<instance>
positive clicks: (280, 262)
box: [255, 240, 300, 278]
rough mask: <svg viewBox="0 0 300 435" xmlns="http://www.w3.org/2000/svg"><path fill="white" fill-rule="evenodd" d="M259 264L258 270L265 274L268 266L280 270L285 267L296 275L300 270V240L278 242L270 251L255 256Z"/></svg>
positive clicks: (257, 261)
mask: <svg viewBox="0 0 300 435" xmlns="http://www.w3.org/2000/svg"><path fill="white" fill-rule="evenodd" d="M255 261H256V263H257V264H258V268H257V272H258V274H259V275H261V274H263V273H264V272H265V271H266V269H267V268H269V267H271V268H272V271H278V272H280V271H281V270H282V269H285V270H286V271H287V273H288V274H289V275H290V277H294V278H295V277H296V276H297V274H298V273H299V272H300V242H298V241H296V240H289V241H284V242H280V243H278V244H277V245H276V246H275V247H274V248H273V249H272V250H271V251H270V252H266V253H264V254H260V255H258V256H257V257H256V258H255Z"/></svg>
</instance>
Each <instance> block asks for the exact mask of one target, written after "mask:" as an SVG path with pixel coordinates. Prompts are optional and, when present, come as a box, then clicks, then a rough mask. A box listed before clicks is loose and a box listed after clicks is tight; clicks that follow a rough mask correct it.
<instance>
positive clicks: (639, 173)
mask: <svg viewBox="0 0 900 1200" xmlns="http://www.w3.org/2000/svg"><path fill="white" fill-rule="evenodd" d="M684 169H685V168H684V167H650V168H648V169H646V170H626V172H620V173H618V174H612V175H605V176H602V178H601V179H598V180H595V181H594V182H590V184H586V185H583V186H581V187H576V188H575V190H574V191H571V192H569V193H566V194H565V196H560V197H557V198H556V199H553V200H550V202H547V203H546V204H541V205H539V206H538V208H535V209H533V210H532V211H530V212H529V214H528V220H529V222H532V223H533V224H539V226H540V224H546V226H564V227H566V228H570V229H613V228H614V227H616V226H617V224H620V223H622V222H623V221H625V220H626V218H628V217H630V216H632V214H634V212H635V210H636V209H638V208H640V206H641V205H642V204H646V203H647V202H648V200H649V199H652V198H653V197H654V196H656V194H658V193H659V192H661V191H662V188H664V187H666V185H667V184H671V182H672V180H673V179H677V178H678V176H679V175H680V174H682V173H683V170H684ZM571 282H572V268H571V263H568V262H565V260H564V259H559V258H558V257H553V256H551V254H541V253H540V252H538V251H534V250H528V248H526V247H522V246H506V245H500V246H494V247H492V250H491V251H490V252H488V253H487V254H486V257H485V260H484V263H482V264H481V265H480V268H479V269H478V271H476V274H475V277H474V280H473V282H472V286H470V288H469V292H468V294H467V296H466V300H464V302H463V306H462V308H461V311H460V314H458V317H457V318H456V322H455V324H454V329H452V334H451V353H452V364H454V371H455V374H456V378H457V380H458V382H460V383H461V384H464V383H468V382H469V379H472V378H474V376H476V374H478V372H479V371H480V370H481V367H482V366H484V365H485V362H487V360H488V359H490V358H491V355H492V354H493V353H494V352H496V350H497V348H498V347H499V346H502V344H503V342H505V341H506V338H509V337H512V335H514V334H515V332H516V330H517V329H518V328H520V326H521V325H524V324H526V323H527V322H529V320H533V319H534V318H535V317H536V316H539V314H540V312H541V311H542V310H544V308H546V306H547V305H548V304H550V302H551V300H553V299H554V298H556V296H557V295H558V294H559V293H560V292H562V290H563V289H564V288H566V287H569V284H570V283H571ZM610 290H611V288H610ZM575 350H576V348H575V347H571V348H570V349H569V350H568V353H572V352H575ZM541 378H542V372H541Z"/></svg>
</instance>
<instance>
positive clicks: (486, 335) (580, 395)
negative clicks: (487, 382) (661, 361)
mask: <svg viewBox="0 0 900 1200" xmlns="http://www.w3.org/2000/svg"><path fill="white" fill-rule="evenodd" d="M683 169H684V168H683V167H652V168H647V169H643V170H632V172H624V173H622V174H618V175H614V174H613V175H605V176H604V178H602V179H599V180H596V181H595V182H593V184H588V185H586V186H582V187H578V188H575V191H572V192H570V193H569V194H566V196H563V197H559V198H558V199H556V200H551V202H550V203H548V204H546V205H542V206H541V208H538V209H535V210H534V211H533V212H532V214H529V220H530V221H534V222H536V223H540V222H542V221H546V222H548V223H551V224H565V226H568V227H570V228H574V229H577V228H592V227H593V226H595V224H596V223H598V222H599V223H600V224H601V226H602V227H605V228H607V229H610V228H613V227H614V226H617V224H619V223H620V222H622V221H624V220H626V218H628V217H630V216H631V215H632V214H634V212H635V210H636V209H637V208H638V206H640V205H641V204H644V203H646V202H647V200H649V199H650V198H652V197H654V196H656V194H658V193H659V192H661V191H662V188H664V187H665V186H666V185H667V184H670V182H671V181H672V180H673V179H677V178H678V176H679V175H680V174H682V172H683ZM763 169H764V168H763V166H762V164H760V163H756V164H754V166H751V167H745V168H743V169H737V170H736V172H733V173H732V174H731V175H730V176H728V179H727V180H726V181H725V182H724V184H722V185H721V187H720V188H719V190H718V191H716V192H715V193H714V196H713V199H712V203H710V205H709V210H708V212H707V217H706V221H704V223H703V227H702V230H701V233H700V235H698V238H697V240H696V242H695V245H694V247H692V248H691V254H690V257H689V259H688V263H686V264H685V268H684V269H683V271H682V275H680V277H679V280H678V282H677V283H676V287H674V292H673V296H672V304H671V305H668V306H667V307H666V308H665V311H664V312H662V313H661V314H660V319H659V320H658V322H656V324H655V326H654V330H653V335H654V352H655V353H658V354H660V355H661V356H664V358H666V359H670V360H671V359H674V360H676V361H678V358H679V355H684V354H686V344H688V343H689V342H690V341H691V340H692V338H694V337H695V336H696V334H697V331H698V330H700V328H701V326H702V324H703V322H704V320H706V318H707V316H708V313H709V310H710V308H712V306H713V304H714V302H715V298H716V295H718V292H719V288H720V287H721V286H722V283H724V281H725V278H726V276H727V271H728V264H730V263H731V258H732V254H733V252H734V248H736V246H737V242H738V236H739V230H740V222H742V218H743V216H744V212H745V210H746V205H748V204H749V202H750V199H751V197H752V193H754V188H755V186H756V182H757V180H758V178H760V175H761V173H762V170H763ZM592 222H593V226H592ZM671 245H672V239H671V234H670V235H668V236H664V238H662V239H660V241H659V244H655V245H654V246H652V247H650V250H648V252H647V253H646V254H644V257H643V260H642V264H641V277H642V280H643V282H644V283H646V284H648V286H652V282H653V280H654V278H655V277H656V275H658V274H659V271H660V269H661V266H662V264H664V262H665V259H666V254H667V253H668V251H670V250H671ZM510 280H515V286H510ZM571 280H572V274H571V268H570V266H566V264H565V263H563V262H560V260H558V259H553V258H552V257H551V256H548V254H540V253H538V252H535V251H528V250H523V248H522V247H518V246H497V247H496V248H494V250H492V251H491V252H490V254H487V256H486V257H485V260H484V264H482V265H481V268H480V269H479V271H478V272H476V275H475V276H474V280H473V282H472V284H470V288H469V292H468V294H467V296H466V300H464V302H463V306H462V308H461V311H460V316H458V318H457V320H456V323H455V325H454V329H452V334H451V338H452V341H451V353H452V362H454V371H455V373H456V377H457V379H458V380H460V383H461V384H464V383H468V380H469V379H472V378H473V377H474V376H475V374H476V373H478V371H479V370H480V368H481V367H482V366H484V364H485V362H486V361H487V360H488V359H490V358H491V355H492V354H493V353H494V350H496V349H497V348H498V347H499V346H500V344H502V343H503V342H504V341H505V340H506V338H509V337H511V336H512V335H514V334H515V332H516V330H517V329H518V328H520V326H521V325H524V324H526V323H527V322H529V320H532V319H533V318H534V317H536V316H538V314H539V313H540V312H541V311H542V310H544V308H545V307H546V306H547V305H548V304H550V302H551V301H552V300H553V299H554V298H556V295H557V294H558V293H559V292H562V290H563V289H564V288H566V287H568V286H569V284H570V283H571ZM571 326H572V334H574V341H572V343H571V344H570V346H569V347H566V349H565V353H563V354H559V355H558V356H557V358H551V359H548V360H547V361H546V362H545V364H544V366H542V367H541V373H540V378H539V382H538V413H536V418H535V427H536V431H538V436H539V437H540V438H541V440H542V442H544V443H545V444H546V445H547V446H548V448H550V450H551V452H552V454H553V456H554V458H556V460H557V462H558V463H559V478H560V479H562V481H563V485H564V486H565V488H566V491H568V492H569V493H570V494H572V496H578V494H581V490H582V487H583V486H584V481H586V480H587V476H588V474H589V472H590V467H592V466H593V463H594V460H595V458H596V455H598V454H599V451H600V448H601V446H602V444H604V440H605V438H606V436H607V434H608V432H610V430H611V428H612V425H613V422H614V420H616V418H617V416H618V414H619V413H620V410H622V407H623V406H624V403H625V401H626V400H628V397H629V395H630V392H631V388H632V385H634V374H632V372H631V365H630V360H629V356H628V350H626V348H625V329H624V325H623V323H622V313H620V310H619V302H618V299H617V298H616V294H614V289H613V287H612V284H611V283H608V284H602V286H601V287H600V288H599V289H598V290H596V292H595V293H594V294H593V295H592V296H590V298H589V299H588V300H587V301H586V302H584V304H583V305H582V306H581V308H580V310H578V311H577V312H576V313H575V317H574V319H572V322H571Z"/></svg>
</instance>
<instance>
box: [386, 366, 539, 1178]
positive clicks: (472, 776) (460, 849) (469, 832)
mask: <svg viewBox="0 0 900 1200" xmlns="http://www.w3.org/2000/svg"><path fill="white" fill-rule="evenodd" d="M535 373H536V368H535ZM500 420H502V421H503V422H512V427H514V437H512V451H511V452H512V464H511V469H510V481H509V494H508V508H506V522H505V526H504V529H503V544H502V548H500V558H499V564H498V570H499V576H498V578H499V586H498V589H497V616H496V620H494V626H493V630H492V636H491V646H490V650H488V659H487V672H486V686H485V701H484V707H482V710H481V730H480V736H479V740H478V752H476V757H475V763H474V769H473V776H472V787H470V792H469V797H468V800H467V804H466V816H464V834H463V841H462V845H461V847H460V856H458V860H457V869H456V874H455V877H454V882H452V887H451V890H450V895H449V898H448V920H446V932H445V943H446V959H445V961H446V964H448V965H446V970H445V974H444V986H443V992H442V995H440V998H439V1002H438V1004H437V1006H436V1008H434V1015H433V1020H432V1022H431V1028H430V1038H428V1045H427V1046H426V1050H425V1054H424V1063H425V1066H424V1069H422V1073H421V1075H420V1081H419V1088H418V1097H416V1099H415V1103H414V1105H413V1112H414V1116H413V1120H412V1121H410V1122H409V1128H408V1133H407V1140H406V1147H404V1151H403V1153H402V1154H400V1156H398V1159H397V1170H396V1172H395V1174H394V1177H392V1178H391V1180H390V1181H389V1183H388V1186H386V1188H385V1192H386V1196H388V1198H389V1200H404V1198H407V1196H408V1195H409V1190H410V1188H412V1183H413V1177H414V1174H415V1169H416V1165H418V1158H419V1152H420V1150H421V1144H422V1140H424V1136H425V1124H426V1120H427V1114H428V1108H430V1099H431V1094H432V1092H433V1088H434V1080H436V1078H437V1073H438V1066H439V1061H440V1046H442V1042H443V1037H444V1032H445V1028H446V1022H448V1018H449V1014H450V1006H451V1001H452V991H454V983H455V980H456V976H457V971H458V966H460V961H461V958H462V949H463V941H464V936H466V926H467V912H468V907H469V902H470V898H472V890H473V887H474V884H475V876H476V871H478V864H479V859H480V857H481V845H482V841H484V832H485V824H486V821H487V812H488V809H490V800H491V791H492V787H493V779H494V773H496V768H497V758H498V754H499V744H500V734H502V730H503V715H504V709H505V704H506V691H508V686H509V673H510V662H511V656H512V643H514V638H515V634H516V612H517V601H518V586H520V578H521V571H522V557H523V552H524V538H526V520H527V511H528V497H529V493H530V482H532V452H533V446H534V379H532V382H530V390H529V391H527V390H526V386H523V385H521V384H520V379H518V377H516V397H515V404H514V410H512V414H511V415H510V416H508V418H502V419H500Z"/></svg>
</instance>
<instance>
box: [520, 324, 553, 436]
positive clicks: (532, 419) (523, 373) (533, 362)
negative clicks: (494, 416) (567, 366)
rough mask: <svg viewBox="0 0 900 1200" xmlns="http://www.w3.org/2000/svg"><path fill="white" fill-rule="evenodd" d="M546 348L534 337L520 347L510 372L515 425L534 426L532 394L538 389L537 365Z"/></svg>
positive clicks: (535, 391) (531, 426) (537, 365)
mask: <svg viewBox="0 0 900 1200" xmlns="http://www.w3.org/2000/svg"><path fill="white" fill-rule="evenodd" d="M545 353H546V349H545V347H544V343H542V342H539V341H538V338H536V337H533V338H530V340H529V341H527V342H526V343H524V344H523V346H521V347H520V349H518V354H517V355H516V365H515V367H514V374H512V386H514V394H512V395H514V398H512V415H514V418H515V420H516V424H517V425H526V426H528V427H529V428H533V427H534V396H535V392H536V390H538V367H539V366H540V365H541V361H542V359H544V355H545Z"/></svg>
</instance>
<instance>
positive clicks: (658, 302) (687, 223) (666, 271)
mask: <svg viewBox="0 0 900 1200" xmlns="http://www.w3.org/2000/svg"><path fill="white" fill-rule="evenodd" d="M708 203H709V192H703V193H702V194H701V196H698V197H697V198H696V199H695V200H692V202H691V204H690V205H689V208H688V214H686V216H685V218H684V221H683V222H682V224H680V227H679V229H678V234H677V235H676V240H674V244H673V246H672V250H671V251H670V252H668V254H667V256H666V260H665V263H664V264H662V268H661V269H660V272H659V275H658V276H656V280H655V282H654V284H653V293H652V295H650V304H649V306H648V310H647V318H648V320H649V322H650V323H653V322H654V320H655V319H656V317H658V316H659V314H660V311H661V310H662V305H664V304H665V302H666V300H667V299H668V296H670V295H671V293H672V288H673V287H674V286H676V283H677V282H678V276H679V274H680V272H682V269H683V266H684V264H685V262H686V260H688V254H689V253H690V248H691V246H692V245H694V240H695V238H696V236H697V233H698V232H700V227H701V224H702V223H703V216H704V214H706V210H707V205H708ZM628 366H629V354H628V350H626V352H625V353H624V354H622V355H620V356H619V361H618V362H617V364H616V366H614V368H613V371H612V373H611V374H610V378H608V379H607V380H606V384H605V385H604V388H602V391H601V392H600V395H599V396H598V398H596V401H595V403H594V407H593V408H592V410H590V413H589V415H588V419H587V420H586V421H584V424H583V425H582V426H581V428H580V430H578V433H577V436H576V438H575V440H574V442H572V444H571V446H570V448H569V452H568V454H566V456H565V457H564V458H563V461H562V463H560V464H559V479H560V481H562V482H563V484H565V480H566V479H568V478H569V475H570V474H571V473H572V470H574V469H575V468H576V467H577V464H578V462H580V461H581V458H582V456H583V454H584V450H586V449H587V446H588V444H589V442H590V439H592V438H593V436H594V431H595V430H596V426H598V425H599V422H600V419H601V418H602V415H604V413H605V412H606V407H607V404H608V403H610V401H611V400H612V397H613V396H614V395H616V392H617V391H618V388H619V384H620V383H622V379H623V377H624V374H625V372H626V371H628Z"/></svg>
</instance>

• What you are asked to do: Reproduce the entries from their first line through the line containing "positive clicks: (639, 173)", with both ends included.

• Written solution:
<instance>
positive clicks: (280, 262)
box: [255, 240, 300, 278]
rough mask: <svg viewBox="0 0 300 435" xmlns="http://www.w3.org/2000/svg"><path fill="white" fill-rule="evenodd" d="M259 264L258 270L265 274L268 266L280 270L285 267L296 275L300 270V240L278 242L270 251L255 256Z"/></svg>
positive clicks: (257, 261)
mask: <svg viewBox="0 0 300 435" xmlns="http://www.w3.org/2000/svg"><path fill="white" fill-rule="evenodd" d="M255 261H256V263H257V264H258V268H257V272H258V274H259V275H261V274H263V273H264V272H265V271H266V269H267V268H269V267H271V268H272V271H278V272H280V271H281V270H282V269H285V270H286V271H287V273H288V274H289V275H290V277H294V278H295V277H296V276H297V274H298V273H299V272H300V242H298V241H296V240H289V241H284V242H280V243H278V244H277V245H276V246H275V247H274V248H273V249H272V250H271V251H270V252H266V253H264V254H260V255H258V256H257V257H256V258H255Z"/></svg>
</instance>
Each <instance> block asks for the exact mask of one target, written after "mask:" as an SVG path with pixel coordinates. Prompts are optional and, when present, come as a box, then clicks, then a rough mask. A box listed before clicks is loose and a box listed after clicks is tight; clicks that follow a rough mask correct it.
<instance>
positive clicks: (639, 173)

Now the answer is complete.